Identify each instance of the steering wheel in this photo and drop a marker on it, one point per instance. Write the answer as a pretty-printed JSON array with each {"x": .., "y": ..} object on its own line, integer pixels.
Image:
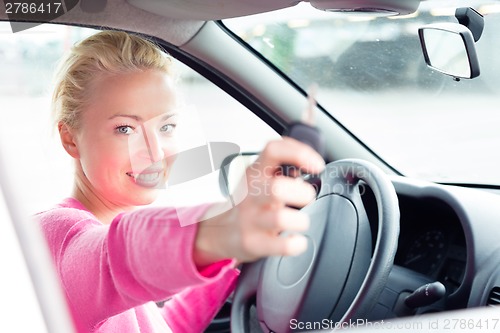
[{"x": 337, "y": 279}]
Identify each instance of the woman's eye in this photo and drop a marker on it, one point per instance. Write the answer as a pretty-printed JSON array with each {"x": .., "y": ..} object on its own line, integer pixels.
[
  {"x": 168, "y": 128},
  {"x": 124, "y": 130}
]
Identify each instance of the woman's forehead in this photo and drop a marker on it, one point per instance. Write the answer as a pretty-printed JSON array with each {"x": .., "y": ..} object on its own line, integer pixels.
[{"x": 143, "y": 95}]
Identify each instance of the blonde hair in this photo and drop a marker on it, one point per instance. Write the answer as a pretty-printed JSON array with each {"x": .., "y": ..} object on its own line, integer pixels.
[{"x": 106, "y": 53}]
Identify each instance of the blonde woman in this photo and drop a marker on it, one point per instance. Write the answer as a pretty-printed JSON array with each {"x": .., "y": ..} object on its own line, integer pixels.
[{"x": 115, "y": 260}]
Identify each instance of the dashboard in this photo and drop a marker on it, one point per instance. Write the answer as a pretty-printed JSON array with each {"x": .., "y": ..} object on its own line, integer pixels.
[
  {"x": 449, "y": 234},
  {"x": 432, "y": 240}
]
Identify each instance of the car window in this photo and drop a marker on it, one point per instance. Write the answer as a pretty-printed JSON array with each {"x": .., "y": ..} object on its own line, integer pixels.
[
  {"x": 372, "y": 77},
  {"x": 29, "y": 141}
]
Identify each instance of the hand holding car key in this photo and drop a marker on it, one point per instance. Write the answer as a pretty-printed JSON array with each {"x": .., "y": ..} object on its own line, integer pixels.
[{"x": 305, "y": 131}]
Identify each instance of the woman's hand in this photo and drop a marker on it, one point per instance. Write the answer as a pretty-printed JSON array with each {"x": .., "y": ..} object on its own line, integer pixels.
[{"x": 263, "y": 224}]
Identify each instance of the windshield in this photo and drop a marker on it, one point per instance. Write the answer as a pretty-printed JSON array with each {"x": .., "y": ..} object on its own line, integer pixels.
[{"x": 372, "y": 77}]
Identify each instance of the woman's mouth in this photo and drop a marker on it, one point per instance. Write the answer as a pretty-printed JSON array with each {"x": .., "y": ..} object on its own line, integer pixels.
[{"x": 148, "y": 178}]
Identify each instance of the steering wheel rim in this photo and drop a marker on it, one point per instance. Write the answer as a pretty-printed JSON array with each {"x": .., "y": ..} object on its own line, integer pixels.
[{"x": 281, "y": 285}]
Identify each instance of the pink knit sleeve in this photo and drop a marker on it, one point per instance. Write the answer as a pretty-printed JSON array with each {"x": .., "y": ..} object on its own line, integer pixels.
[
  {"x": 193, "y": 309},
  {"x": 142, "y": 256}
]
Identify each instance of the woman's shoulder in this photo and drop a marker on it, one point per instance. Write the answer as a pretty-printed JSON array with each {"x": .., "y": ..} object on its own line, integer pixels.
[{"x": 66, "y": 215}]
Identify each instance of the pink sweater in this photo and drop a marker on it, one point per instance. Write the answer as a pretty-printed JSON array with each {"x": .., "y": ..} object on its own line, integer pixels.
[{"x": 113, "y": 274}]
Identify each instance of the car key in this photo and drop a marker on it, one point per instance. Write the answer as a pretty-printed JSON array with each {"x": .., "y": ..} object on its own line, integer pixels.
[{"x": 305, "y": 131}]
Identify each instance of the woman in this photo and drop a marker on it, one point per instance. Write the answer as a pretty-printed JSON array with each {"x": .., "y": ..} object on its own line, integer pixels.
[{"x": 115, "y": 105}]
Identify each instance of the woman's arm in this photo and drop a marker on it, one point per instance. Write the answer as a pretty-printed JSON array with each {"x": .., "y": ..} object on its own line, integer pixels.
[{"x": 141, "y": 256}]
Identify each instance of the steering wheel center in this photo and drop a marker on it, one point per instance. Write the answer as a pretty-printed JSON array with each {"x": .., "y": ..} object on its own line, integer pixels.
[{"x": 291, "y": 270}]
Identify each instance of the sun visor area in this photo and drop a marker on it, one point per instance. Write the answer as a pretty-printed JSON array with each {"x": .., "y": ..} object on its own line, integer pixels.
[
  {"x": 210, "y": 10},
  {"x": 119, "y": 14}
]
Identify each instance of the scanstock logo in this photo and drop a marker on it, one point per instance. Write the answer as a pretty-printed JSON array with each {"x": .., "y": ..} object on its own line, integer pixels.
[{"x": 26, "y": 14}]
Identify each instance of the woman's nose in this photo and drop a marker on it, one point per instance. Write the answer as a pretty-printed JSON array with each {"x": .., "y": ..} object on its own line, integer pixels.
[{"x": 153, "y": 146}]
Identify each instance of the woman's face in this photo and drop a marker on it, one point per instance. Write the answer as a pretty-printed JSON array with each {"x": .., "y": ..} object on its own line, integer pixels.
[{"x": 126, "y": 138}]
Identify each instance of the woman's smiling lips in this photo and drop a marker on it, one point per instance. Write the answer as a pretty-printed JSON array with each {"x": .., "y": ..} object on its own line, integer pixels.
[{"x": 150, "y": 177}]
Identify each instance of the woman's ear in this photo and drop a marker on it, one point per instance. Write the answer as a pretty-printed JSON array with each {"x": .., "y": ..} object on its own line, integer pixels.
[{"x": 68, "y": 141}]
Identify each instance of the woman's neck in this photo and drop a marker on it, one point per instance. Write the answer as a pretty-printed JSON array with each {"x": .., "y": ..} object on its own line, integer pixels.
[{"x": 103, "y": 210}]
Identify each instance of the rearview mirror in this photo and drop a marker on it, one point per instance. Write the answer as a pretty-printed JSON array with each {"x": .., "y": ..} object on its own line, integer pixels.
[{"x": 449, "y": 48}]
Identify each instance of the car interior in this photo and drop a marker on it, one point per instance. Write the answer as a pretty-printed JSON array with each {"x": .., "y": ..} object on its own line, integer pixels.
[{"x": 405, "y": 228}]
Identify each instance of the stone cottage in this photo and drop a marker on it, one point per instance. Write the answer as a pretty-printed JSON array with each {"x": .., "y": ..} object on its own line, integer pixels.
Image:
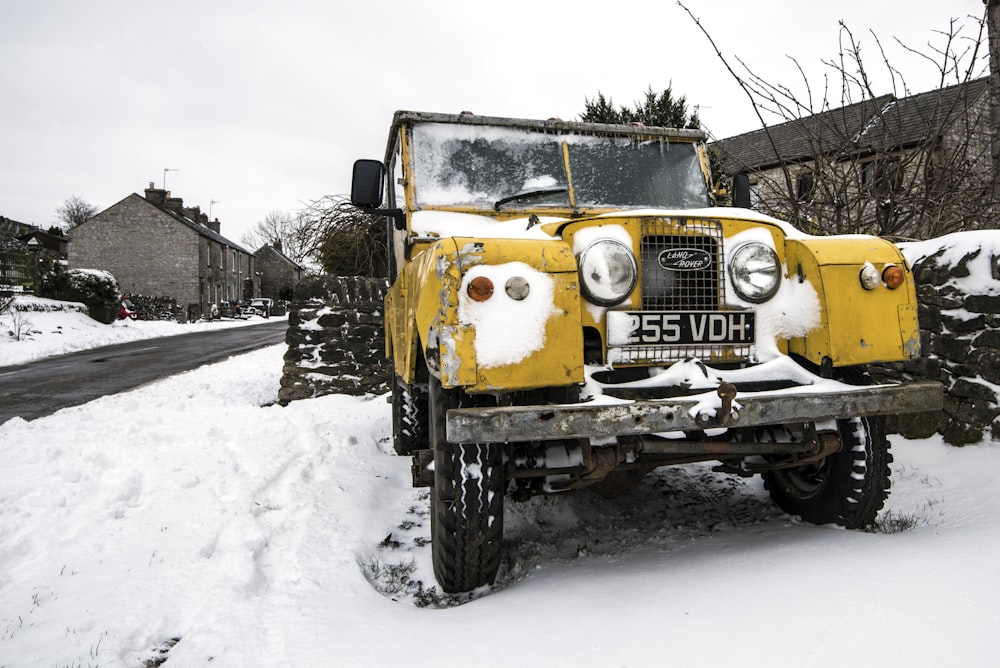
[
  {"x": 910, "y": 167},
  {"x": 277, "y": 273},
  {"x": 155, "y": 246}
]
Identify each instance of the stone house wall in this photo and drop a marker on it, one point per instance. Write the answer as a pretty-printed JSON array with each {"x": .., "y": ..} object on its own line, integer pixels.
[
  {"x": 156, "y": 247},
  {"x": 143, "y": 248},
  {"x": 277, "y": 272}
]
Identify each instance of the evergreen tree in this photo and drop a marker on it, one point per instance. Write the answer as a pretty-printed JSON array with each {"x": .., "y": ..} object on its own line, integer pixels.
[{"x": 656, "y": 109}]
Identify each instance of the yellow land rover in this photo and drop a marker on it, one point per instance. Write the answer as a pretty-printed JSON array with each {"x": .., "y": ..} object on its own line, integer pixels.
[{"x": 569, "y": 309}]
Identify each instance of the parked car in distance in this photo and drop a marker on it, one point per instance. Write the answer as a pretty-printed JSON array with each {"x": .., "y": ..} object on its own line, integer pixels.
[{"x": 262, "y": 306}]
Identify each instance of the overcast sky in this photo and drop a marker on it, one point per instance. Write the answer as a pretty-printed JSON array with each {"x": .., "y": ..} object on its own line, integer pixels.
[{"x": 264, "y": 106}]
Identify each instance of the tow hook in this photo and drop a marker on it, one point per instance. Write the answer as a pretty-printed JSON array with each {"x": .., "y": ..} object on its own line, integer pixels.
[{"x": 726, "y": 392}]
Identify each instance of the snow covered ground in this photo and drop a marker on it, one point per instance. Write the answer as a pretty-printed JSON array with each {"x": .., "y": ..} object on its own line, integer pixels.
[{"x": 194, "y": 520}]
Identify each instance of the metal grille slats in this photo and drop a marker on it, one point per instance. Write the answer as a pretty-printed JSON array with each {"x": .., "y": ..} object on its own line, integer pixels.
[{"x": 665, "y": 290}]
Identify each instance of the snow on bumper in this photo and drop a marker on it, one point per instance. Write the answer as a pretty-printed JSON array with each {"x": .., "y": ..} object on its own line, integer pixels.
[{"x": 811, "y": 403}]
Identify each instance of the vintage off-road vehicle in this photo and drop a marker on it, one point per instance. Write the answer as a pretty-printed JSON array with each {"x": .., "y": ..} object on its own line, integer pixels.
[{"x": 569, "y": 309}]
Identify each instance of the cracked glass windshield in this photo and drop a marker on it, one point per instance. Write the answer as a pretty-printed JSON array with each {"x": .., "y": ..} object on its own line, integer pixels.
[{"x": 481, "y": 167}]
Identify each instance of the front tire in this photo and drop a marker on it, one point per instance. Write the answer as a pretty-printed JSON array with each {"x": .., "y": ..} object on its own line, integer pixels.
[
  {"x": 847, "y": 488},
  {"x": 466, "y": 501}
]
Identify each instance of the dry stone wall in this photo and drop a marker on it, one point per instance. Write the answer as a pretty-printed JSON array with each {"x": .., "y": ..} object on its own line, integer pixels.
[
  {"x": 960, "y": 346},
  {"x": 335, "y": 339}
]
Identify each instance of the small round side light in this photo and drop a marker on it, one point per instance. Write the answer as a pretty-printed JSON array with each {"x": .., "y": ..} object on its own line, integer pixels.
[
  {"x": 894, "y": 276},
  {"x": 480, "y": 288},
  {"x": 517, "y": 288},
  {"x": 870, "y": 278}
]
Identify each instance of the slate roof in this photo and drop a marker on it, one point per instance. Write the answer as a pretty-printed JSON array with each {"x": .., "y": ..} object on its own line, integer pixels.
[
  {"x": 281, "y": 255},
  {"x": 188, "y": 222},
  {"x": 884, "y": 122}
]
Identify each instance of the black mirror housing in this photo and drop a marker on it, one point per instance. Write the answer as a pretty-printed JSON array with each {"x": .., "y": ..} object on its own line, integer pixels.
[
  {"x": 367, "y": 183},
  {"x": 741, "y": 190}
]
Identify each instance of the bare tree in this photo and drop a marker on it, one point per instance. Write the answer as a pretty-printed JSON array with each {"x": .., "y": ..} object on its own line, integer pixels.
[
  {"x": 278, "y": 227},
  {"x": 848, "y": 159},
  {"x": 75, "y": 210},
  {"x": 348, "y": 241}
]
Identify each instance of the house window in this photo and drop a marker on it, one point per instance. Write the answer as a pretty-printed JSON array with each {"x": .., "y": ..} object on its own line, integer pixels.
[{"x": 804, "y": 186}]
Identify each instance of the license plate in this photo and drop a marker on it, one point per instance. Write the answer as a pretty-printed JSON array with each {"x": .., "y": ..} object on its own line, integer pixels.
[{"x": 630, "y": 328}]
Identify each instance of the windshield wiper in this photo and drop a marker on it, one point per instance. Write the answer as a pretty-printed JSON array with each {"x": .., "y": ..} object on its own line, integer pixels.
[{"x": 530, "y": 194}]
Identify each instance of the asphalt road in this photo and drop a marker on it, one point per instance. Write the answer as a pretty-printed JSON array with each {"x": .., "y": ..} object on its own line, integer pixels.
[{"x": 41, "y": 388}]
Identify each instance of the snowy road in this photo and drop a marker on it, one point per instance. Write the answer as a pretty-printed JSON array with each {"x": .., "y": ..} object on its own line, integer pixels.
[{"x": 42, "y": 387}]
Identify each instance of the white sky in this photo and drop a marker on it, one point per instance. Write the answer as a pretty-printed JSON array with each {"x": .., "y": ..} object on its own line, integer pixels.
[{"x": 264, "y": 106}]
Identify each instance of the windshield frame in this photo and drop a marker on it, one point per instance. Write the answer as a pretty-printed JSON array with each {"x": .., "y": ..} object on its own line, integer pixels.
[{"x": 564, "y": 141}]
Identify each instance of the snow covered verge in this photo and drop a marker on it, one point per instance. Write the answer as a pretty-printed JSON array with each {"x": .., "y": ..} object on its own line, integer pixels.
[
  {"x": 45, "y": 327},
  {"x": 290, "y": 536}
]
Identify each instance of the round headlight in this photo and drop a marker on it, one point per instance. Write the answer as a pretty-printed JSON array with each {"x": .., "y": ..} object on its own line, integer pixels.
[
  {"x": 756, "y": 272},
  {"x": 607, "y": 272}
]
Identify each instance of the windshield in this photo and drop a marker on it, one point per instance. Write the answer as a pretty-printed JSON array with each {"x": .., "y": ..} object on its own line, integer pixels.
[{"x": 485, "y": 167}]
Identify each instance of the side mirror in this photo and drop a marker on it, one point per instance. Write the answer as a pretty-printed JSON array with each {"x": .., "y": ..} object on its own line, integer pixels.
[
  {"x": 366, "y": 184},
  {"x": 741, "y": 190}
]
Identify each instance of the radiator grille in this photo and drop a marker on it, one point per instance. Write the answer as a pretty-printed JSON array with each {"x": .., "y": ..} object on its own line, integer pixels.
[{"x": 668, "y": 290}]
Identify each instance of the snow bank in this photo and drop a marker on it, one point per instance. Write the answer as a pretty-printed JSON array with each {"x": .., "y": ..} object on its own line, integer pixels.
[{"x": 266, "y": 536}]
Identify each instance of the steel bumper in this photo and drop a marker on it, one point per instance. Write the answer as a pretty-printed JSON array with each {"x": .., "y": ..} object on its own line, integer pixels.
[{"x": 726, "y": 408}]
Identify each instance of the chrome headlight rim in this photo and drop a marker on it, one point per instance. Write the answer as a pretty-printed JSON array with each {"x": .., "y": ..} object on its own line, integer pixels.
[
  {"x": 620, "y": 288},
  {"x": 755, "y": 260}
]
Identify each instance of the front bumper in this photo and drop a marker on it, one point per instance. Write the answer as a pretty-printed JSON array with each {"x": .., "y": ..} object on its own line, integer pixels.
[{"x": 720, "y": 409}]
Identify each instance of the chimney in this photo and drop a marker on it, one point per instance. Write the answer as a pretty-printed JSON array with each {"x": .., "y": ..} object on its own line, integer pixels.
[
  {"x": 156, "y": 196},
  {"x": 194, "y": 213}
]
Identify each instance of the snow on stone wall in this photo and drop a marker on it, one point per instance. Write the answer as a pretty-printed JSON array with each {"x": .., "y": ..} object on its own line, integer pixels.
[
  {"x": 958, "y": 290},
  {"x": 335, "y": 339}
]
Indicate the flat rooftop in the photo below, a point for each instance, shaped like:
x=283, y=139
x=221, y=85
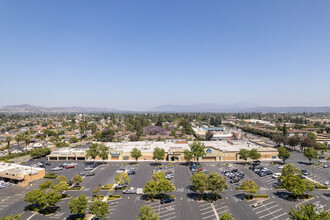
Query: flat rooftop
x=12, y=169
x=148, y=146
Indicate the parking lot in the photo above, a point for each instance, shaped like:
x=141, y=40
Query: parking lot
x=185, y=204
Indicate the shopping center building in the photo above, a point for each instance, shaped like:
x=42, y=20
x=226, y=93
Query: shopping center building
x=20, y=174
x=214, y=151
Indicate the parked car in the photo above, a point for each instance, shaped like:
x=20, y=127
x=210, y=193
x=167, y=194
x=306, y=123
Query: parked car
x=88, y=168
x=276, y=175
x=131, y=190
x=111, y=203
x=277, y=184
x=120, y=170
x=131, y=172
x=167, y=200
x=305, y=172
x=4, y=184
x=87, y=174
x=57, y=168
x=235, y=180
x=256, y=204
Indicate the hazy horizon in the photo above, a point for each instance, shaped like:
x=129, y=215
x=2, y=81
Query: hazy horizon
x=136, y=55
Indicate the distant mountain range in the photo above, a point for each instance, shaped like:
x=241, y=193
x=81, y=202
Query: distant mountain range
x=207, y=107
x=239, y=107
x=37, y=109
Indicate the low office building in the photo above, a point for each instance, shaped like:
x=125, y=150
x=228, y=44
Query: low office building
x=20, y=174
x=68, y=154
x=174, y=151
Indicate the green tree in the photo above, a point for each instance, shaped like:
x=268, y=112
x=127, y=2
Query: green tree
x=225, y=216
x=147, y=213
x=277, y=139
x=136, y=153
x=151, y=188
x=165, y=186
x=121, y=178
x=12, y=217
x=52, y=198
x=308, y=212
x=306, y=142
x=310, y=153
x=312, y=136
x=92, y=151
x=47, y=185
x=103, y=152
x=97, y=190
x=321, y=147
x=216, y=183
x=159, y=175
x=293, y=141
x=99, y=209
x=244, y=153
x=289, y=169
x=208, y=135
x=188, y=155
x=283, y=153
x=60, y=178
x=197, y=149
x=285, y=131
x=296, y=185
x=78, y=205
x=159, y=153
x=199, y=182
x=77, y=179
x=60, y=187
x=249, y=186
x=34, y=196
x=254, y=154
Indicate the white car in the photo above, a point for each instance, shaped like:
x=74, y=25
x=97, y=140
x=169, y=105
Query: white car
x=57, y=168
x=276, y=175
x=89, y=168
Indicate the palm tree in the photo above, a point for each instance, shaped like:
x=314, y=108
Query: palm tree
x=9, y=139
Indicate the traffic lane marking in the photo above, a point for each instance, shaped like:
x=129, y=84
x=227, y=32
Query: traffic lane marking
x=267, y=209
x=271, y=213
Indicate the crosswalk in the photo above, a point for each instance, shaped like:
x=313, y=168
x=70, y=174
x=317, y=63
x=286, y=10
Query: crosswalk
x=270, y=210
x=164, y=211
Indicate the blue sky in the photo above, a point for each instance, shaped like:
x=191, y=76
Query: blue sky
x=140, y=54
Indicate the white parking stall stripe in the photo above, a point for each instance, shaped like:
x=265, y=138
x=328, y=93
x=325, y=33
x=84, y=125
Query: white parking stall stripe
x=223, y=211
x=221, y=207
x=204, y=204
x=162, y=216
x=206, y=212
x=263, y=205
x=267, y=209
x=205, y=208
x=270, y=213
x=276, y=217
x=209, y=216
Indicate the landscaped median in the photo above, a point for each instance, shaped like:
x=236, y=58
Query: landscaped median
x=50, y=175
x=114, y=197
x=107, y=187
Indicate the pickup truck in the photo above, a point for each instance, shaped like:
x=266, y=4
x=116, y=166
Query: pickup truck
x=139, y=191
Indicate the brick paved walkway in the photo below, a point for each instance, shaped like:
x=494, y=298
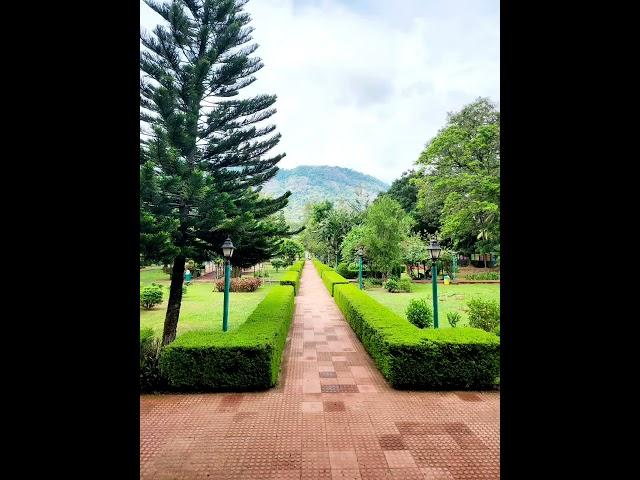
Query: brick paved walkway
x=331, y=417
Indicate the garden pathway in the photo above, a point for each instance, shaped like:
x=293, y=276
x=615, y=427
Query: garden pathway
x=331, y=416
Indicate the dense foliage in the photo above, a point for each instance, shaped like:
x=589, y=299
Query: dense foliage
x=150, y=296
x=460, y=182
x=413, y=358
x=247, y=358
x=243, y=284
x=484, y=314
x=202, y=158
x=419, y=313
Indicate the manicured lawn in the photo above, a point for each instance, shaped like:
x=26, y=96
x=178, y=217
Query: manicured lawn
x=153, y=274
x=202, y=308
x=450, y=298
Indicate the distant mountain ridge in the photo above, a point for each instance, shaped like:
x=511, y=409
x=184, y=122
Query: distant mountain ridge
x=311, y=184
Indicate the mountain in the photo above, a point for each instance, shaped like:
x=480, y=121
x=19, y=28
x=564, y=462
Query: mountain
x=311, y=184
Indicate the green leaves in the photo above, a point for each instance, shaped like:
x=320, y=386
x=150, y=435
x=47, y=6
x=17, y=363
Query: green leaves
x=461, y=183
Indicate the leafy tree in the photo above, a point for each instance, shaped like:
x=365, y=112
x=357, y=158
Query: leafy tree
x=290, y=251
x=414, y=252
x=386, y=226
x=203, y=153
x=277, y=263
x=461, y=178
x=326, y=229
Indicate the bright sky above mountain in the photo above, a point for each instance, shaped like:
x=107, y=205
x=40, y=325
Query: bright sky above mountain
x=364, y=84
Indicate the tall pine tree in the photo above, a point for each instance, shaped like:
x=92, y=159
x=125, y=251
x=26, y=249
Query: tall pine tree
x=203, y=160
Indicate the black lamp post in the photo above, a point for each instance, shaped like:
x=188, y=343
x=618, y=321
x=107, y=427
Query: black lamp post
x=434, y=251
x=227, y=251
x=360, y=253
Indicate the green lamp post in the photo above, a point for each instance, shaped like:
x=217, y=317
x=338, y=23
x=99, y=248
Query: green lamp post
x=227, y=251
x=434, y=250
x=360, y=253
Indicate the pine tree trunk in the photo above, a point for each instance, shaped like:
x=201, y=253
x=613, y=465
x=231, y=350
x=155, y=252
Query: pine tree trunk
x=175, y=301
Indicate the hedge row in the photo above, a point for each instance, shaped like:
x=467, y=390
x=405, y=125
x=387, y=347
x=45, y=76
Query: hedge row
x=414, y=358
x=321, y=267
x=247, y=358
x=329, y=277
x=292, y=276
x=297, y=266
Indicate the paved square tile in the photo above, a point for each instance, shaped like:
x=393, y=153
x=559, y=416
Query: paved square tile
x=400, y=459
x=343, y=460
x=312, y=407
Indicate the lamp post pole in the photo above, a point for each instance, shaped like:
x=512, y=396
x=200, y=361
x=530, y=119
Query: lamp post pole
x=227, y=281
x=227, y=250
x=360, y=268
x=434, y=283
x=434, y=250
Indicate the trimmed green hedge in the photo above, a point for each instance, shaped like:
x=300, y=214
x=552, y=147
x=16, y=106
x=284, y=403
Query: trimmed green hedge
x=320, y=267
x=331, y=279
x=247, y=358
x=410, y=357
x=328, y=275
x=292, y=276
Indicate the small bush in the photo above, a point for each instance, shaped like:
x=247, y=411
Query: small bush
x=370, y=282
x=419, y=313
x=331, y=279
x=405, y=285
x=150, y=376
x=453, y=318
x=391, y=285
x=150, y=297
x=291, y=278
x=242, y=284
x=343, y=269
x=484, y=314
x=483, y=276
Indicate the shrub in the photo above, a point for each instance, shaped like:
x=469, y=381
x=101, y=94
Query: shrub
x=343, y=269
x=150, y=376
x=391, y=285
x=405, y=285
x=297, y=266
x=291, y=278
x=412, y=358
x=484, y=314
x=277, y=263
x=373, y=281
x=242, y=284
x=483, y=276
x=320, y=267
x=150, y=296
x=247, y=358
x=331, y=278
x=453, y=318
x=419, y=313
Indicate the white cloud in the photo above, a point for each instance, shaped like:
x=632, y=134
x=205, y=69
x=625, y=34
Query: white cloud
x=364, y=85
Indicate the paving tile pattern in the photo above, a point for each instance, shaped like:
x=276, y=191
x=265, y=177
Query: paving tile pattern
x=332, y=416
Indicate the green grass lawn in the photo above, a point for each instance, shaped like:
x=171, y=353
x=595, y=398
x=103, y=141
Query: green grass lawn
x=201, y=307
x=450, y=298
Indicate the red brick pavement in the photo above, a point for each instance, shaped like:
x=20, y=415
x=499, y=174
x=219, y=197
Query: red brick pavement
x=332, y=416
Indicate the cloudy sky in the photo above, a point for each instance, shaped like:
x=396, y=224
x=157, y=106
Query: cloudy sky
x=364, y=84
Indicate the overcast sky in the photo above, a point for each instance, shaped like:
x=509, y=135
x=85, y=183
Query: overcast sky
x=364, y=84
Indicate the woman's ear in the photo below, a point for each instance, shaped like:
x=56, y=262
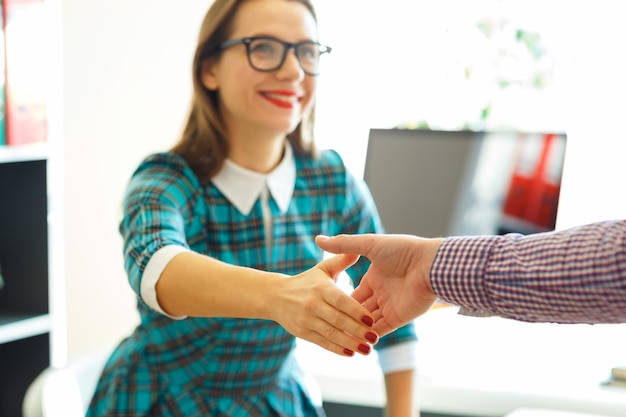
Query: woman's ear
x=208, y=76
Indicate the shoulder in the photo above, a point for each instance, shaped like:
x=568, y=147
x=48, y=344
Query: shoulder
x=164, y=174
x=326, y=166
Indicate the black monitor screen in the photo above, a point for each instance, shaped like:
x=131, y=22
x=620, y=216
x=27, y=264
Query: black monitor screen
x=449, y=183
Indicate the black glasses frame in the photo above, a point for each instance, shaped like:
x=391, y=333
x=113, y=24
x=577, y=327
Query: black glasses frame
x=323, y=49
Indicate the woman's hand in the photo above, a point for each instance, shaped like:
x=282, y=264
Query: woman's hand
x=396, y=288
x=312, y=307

───

Stated exercise
Reproduce verbatim the records starting at the line containing "Indicate the green lamp" and ending at the line containing "x=312, y=407", including both of those lines.

Completed task
Indicate the green lamp post in the photo above, a point for each instance, shaped like:
x=217, y=317
x=338, y=23
x=99, y=248
Query: green lamp post
x=227, y=251
x=434, y=250
x=360, y=253
Indicate the pine tree trunk in the photo above, a point for each instance, shaped like:
x=201, y=253
x=613, y=465
x=231, y=350
x=155, y=252
Query: pine tree trunk
x=175, y=301
Indicate the hedge row in the photo above, a point for each instance, shaped like:
x=467, y=390
x=405, y=125
x=387, y=347
x=45, y=76
Query: hedge row
x=414, y=358
x=321, y=267
x=247, y=358
x=329, y=277
x=292, y=276
x=297, y=266
Indicate the paved square tile in the photo above, a point for each instance, shaped like:
x=393, y=153
x=559, y=416
Query: paved square tile
x=400, y=459
x=343, y=460
x=312, y=407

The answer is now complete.